[Start of SUPPLIED ENTRIES]

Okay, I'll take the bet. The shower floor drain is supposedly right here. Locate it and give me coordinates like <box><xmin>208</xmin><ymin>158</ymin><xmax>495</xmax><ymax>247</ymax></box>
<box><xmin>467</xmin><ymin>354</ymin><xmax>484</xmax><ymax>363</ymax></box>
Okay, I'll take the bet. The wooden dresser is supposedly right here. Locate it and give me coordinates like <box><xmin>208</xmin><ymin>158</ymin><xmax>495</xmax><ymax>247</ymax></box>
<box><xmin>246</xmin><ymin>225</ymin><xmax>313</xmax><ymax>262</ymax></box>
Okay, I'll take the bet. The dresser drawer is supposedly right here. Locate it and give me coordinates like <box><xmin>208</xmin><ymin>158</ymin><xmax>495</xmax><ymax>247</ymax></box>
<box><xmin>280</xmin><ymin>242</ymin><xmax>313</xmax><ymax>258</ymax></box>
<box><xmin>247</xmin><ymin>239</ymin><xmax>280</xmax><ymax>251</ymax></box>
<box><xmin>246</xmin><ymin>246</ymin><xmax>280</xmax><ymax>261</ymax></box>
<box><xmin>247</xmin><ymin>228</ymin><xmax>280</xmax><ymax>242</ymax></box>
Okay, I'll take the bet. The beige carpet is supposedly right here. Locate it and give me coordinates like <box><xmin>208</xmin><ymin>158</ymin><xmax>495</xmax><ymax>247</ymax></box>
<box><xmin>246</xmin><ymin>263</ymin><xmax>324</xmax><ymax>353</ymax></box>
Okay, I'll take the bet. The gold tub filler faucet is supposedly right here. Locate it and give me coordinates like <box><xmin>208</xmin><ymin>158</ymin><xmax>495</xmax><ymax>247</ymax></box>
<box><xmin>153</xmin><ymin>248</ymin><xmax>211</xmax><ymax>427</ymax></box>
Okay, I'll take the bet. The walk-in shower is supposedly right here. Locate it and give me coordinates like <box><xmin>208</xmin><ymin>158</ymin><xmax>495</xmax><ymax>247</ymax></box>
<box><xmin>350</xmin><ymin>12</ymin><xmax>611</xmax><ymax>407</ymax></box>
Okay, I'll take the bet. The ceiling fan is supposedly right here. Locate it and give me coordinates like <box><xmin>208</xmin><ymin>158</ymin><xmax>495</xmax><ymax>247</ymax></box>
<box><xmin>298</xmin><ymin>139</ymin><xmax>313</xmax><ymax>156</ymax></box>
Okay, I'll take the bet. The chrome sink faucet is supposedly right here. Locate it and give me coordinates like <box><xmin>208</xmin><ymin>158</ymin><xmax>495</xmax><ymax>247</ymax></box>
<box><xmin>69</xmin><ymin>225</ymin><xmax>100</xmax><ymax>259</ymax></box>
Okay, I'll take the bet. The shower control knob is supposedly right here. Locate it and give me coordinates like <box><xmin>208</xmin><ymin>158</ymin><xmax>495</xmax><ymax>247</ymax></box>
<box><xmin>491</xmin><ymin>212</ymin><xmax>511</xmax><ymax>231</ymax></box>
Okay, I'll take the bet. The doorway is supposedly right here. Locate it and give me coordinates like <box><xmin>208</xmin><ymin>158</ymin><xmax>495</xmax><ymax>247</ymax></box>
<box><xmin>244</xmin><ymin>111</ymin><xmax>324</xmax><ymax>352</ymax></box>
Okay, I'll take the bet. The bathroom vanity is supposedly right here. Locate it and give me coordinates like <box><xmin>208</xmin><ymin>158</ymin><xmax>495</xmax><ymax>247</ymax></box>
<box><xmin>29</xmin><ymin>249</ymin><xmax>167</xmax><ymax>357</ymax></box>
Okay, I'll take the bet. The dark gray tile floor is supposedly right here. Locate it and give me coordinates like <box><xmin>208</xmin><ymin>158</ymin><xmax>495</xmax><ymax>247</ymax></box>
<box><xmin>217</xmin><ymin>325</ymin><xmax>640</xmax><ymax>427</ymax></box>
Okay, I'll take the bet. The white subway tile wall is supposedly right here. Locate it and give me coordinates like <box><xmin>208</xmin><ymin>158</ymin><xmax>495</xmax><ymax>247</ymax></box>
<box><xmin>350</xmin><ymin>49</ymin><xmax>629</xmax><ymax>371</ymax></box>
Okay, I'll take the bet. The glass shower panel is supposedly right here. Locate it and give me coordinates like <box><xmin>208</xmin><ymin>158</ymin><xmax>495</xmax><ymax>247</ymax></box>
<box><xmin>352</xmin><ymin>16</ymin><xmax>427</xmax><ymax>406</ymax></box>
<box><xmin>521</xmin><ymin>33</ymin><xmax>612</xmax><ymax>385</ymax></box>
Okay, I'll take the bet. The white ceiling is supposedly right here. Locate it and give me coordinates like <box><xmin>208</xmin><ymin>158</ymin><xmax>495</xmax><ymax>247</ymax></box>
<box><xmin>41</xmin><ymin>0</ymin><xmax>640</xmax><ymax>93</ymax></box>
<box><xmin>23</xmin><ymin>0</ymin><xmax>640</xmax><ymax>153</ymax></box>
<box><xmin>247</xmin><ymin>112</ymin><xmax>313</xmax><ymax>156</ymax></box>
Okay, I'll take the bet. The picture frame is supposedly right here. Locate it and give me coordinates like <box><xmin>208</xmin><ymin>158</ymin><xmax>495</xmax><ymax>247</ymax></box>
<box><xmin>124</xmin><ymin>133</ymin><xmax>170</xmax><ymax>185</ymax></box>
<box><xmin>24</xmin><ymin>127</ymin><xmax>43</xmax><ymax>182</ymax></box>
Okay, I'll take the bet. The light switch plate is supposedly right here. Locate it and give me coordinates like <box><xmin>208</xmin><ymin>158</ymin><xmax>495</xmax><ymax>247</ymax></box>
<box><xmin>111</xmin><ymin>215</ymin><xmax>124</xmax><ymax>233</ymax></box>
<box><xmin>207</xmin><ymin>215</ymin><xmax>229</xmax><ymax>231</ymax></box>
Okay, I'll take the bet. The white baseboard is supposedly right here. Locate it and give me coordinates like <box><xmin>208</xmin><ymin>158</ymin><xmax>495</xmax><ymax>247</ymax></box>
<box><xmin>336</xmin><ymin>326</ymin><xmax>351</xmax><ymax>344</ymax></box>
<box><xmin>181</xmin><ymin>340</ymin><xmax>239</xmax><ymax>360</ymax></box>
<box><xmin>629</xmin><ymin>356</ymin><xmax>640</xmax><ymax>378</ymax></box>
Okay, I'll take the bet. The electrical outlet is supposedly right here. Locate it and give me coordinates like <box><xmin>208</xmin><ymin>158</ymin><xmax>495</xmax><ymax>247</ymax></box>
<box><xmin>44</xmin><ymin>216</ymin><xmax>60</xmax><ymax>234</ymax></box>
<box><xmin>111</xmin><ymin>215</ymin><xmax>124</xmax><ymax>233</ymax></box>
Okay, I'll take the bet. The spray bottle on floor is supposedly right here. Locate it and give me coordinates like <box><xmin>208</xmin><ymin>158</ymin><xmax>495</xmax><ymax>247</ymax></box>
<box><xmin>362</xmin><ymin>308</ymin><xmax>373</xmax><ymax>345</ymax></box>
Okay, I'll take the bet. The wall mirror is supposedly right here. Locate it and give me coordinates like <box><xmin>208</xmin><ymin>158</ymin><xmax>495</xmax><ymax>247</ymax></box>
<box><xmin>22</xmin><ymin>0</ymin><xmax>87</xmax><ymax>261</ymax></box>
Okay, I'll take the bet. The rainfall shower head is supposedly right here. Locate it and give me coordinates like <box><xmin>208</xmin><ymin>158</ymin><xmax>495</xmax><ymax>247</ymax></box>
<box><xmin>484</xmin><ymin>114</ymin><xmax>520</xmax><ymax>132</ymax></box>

[End of SUPPLIED ENTRIES]

→ WHAT IS EXPECTED
Pick out every line of the items that contains the word "white" and copy each one.

→ EXERCISE ANSWER
Okay, I'll take the bet. The white subway tile wall is supposedly right here. Locate it and give me coordinates like <box><xmin>208</xmin><ymin>158</ymin><xmax>495</xmax><ymax>247</ymax></box>
Okay, I'll take the bet. The white ceiling is supposedly right here. Locate it and give me coordinates like <box><xmin>208</xmin><ymin>158</ymin><xmax>495</xmax><ymax>247</ymax></box>
Okay, I'll take the bet. The white baseboard is supposedly right here. Locate it and give me coordinates like <box><xmin>208</xmin><ymin>158</ymin><xmax>495</xmax><ymax>247</ymax></box>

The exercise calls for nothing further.